_What to produce_
Copy each record below without changing a single word.

_Records to process_
[Start of Attachment]

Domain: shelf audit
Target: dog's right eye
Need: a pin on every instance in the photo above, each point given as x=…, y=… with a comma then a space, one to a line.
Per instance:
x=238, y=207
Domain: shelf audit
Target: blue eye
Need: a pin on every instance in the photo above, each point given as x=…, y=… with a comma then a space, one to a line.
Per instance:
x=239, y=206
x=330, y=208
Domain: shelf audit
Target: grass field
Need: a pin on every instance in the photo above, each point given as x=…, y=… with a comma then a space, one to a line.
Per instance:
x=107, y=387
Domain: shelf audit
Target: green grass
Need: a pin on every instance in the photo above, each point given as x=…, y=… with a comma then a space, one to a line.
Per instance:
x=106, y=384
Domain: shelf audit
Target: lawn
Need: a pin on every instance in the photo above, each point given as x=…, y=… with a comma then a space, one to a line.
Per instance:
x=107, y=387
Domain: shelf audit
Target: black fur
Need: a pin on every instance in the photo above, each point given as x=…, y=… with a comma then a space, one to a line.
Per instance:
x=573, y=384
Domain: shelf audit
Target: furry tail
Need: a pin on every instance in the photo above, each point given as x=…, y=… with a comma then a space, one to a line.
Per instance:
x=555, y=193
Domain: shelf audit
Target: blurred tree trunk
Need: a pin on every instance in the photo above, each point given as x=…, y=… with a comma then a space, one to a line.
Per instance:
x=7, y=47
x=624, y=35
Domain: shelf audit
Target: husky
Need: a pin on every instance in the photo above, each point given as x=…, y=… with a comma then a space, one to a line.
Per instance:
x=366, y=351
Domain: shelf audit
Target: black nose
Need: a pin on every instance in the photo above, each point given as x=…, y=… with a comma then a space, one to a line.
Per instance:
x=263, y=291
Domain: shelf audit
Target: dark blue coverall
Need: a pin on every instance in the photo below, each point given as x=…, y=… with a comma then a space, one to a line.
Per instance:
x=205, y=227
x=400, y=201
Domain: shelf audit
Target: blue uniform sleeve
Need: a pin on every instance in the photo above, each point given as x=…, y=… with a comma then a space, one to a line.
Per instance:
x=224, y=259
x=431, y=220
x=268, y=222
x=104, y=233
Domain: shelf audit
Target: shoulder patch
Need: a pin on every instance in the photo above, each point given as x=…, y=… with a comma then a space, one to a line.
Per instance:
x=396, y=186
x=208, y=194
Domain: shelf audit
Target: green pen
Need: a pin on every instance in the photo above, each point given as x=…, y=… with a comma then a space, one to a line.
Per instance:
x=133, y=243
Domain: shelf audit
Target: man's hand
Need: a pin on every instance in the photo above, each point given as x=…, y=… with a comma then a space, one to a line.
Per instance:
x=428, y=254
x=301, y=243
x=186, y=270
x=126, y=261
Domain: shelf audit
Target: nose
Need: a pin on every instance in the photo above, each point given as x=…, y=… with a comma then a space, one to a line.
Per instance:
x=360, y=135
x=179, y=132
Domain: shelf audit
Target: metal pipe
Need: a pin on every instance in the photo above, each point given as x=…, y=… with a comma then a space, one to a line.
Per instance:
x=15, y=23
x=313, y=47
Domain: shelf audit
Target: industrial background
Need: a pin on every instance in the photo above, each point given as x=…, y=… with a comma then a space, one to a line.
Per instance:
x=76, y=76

[End of Attachment]

_Finished task_
Domain: shelf audit
Target: dog's right eye
Need: a pin on every instance in the photo above, each point given as x=…, y=… with a comma then a space, one to a line.
Per instance:
x=238, y=207
Domain: shelf audit
Target: blue eye
Need: a pin on every instance in the photo above, each point given as x=…, y=… with a comma then a space, one to a line.
Per instance:
x=239, y=206
x=330, y=208
Domain: shelf audit
Target: grass field
Need: a pin on every instance in the photo above, each point given as x=…, y=… with a comma then a space, one to a line.
Per instance:
x=107, y=387
Domain: shelf audit
Target: green grass
Need: a pin on every instance in the photo above, each point given as x=…, y=… with a comma then a space, one to a line.
Per instance:
x=106, y=384
Domain: shelf audit
Target: lawn
Need: a pin on every instance in the photo above, each point given as x=…, y=… with a comma then a space, one to a line.
Per instance:
x=107, y=387
Domain: shelf audit
Target: black fur
Need: a pin on every instance in the photo above, each point given as x=…, y=… with a comma then a space, one to a line.
Per instance:
x=573, y=384
Domain: shelf audit
Target: furry tail
Need: a pin on every instance in the photo above, each point given as x=…, y=… with a comma then a space, one to a line.
Per instance:
x=555, y=193
Domain: shelf audit
Target: blurred tree trunk
Need: a pin on every instance in the photo above, each point given as x=…, y=… with a comma then a space, one to a line.
Per instance:
x=7, y=47
x=624, y=35
Domain: shelf audit
Target: husky
Need: a pin on every instance in the photo above, each point given as x=…, y=… with a comma then a space, one to a line.
Per instance:
x=366, y=351
Domain: shelf audit
Target: black nose
Need: a pin on every instance in the photo above, each point given as x=…, y=… with a comma then a space, one to a line.
Per instance:
x=263, y=291
Domain: shelf audit
Target: dark blue coverall
Need: a pin on every instance in the photo below, each point given as x=…, y=… with a comma then a space, one to a line.
Per instance:
x=205, y=227
x=400, y=201
Domain: shelf audit
Target: blue uniform sleeve
Need: a pin on every instance in the photo above, each point given as x=…, y=… with a comma then a space, one to a line.
Per instance:
x=224, y=259
x=431, y=220
x=268, y=222
x=104, y=233
Domain: shelf audit
Target: shoulder patch
Need: a pin on every instance in the photo above, each point given as x=…, y=… with a comma then a space, one to a line.
Per instance:
x=396, y=186
x=208, y=194
Domain: shelf audit
Target: green pen
Need: a pin on every instance in the photo above, each point given as x=…, y=… with a comma then a space, one to a line.
Per instance:
x=133, y=243
Domain: shelf audit
Target: man's hand
Need: a pin on every instance in the photo above, each point given as x=…, y=… with a comma then a space, one to a line.
Per instance:
x=428, y=254
x=301, y=243
x=186, y=270
x=126, y=261
Domain: shelf audit
Target: nose
Need: a pin on every instance in the photo above, each point given as x=…, y=… with a comma then a space, one to a line.
Per instance:
x=360, y=135
x=179, y=132
Domain: shelf audit
Target: metal pipe
Need: a pin on every instance in the photo above, each point given as x=…, y=… with a comma then a space, one to a line.
Per instance:
x=15, y=23
x=313, y=47
Domain: shelf audit
Target: industrial background
Need: a pin on every instance in the photo above, each point given as x=…, y=… with a comma then a space, one to a line.
Per instance:
x=76, y=76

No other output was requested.